SEZIONE DI TESTO:
☆ ☆ ☆ ☆

Il governo cambia rotta

L’acquisizione da parte di Lufthansa segna un cambio di passo per il governo guidato da Giorgia Meloni, i cui membri in passato vedevano negativamente la vendita di asset italiani. Quando Romano Prodi, nel 2008, prese in mano il dossier e andò vicino alla cessione di Alitalia ai francesi di Air France, Forza Italia, Lega e Alleanza nazionale accusarono il premier di svendere i «gioielli di famiglia».

In tempi recenti si ricordano le parole del leader della Lega: «Alitalia non va svenduta a società straniere, ma valorizzata come compagnia di bandiera», diceva Matteo Salvini nel 2018. Un copione ripetuto anche dalla premier contro il governo Conte II, che «invece di pensare al bene pubblico lavora per la rendita di gruppi stranieri», e poi contro il governo Draghi. «Si fa presente ai signori della Lufthansa che non siamo sotto il dominio del Reich», diceva due anni fa Fabio Rampelli (FdI).

La marcia indietro è arrivata una volta al governo, con la necessità di affrontare il debito pubblico e stimolare nuovi investimenti. «Oggi chiudiamo definitivamente un’annosa vicenda storica, è un successo per noi e per tutto il paese», ha detto il ministro dell’Economia Giancarlo Giorgetti. Per il sottosegretario Giovanbattista Fazzolari, invece, l’accordo coniuga «la tutela industriale della compagnia italiana con la difesa dell’interesse nazionale».

Ma i giudizi entusiastici, oggi, vengono soprattutto da Giorgetti. È lui il grande artefice dell’operazione, già da quando era ministro dello Sviluppo economico con Draghi a palazzo Chigi. Fu Giorgetti, poi nominato al Tesoro, a stabilire che solo un partner come Lufthansa (e non il fondo americano Certares) poteva garantire un futuro a Ita. E sempre al leghista si deve il negoziato con l’Antitrust Ue che ha portato all’intesa finale.

☆ ☆ ☆ ☆

DATI FORNITI:
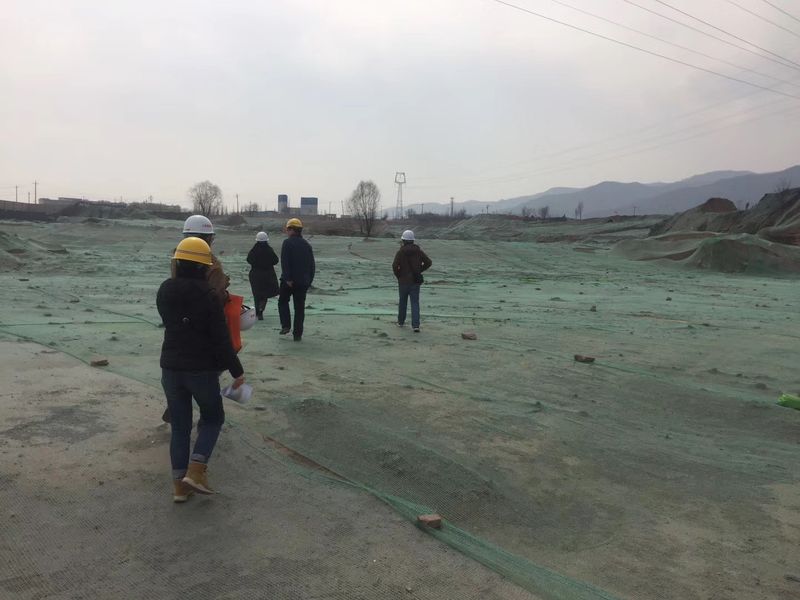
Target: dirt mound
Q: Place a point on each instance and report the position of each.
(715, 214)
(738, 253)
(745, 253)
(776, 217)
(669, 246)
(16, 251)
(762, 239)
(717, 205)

☆ ☆ ☆ ☆

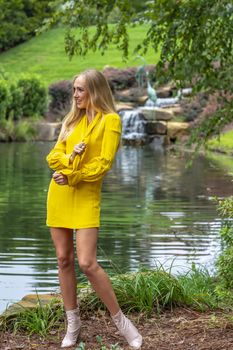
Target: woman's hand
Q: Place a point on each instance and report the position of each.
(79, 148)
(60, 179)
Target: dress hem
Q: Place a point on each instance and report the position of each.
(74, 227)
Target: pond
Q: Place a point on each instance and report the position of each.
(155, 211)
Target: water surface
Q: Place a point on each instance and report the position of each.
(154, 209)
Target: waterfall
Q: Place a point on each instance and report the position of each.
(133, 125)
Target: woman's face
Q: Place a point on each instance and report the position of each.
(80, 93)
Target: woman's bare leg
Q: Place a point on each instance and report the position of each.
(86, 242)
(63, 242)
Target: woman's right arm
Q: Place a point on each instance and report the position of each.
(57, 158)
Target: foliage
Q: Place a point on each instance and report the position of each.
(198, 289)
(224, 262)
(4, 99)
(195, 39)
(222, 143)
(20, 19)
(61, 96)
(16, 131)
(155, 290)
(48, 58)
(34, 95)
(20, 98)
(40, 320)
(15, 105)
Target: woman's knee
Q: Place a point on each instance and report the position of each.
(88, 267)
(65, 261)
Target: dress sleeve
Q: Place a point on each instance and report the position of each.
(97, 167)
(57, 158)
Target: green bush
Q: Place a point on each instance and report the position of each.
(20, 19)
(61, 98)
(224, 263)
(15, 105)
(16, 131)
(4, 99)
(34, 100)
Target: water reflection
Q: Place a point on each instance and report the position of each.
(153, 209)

☆ ☆ ☆ ☆

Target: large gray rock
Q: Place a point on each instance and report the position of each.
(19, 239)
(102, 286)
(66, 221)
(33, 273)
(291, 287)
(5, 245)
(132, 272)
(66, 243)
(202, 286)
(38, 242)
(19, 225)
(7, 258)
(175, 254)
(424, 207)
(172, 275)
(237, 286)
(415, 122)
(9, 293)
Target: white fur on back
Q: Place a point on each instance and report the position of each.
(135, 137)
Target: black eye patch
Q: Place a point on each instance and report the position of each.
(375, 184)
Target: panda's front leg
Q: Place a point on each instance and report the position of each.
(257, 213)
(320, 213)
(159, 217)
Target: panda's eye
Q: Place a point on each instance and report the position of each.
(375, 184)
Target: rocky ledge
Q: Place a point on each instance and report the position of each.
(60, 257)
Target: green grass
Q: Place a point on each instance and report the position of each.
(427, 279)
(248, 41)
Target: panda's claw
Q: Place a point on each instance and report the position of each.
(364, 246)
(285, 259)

☆ ☆ ☆ ☆

COMPITO RICHIESTO: Secondo il brano sull'acquisizione da parte di Lufthansa, quale alternativa scartò Giorgetti nello stabilire che solo Lufthansa poteva garantire un futuro a Ita? L'elenco non ha alcuna relazione con il brano.

RISPOSTA: Il fondo americano Certares.